§ **WORK TO DO**:
Please gather every line of the entries below that contains the word "outlines" and copy each one out in full.

.....

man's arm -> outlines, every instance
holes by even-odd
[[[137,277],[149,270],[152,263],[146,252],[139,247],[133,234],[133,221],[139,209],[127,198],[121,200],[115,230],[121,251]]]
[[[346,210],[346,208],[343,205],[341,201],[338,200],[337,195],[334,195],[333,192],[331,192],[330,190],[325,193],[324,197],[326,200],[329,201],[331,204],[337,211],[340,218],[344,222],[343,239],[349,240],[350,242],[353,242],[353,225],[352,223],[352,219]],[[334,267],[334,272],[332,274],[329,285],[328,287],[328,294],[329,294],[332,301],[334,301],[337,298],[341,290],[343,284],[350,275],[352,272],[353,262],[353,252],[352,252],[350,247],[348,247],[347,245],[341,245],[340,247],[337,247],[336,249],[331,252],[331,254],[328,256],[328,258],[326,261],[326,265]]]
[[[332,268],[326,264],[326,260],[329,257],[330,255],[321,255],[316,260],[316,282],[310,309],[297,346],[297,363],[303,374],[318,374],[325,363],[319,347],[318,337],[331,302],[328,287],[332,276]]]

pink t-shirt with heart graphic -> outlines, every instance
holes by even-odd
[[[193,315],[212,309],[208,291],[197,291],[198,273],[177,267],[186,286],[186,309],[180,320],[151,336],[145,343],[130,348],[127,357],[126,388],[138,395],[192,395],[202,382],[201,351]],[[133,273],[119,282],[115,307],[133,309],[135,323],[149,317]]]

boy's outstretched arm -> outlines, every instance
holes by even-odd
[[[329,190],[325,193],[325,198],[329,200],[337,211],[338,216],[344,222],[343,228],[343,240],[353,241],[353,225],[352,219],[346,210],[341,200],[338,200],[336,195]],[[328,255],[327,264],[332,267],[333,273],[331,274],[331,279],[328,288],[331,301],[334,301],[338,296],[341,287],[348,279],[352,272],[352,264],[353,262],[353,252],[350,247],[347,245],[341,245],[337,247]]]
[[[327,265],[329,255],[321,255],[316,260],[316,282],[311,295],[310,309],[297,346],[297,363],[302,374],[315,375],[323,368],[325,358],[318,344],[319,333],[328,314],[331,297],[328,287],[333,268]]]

.....

§ **REPLY**:
man's arm -> outlines, every instance
pink t-shirt with heart graphic -> outlines, every instance
boy's outstretched arm -> outlines, every instance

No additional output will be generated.